• **Material for this task**
_ _ _ _ _

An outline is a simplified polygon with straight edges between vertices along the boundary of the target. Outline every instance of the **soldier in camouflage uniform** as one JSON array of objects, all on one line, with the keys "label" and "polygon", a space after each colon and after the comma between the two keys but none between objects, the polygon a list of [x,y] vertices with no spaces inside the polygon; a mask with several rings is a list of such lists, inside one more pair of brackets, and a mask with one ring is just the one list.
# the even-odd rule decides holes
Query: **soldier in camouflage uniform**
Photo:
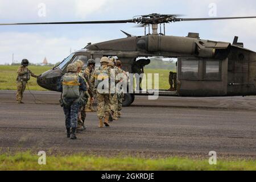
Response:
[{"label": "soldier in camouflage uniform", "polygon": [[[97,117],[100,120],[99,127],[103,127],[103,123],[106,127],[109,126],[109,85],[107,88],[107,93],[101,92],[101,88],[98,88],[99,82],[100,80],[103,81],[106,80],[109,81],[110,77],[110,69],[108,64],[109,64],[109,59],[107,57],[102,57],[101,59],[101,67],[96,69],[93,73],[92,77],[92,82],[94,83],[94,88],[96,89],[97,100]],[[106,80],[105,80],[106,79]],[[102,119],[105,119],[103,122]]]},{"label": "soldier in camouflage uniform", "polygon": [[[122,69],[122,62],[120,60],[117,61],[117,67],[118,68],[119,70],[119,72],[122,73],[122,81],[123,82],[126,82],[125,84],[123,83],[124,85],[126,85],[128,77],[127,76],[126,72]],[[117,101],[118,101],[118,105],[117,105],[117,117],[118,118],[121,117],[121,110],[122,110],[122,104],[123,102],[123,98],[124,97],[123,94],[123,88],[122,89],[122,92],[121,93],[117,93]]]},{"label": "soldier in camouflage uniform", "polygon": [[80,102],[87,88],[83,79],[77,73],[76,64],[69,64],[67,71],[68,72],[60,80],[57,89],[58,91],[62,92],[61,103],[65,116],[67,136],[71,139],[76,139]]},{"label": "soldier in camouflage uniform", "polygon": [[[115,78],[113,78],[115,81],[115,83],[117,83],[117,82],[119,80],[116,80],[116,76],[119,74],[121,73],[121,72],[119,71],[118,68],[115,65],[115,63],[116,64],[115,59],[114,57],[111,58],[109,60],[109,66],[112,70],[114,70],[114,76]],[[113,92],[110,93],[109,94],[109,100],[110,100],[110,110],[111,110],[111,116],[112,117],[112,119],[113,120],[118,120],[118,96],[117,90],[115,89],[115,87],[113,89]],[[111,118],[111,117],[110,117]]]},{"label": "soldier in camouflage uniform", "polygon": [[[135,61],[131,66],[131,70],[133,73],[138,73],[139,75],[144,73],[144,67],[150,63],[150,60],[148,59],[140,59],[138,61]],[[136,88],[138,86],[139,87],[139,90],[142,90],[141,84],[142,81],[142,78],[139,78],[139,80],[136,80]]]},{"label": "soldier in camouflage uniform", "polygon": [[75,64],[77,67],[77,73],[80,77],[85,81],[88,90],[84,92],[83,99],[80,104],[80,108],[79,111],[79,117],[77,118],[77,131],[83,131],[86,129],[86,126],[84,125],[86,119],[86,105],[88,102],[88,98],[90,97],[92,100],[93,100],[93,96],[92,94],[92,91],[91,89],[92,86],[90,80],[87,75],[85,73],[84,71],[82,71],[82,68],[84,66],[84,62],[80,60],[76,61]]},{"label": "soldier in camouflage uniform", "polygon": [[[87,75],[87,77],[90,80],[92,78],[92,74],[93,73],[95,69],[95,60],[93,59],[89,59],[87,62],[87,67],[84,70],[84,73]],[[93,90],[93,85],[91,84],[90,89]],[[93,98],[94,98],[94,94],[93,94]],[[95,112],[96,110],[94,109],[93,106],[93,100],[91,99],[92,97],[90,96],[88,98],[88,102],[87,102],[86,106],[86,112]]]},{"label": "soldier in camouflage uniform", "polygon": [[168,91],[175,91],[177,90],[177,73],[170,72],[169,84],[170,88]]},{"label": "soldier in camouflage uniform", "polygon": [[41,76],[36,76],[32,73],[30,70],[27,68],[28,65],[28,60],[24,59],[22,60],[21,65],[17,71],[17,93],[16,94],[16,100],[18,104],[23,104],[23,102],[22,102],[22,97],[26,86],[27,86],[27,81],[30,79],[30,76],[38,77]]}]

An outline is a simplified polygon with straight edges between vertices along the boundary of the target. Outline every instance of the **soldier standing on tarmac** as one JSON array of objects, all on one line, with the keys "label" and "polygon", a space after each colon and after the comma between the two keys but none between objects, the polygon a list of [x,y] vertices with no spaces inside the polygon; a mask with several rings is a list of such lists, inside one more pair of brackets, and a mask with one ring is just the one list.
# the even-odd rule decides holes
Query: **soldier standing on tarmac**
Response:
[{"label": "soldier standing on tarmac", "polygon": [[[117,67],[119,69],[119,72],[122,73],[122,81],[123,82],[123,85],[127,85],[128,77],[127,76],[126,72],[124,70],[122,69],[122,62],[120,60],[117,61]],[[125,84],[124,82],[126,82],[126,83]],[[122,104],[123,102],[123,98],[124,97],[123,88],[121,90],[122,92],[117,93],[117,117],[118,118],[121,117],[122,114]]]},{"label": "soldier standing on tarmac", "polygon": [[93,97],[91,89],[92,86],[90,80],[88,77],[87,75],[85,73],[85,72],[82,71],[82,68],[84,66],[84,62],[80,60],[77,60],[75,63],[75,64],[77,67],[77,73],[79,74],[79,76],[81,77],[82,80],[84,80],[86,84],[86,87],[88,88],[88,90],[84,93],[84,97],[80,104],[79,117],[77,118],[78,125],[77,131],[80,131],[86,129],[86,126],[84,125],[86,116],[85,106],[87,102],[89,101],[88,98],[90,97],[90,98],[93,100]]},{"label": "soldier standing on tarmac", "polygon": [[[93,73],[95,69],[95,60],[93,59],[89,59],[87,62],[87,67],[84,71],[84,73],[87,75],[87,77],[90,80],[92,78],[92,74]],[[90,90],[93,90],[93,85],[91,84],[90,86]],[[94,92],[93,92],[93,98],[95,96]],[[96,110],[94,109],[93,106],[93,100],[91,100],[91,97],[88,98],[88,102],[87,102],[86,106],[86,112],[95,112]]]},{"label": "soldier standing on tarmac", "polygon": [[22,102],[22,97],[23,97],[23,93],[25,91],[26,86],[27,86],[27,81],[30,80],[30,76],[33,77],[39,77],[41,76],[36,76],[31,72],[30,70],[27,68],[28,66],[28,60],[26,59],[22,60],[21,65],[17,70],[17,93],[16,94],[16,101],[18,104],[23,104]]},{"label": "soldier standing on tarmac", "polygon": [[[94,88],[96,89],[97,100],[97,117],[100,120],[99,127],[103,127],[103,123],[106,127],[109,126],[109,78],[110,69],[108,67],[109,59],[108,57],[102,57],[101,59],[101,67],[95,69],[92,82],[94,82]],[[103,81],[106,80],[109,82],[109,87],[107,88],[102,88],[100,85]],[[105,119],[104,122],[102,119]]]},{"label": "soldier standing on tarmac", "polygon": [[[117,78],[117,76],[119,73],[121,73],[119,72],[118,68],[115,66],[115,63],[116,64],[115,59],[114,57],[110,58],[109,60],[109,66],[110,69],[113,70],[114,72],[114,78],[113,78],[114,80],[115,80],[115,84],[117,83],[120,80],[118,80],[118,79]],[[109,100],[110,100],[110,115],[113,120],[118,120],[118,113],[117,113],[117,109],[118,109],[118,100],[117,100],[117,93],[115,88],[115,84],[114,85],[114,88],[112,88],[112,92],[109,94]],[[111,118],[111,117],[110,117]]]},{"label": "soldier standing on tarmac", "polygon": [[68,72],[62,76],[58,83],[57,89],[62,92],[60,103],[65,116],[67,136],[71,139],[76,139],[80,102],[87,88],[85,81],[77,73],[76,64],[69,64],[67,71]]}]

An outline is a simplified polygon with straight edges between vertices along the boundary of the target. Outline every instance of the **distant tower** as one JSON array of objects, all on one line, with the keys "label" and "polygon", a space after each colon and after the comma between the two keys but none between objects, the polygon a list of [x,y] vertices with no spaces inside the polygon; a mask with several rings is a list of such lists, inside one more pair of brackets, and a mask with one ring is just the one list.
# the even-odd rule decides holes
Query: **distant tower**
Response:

_ _ _ _ _

• **Given instruction**
Restate word for word the lines from the one holding "of the **distant" to the end of the listing, both ends included, and nothing more.

• **Worked solution**
An outline is a simplified polygon with straight edges between vertices along the boundary of the target. Outline every instance of the **distant tower** as one JSON array of objects, all on one line, with the keys "label" and "polygon", a space after each colon and after the comma between the two keys but none between objects, the polygon a list of [x,y] vertices with no spaces inside the polygon; a mask with several rings is a list of such lists, inside one more pair of brackets, and a mask with one ring is just the one list.
# the even-odd rule decides holes
Query: **distant tower**
Response:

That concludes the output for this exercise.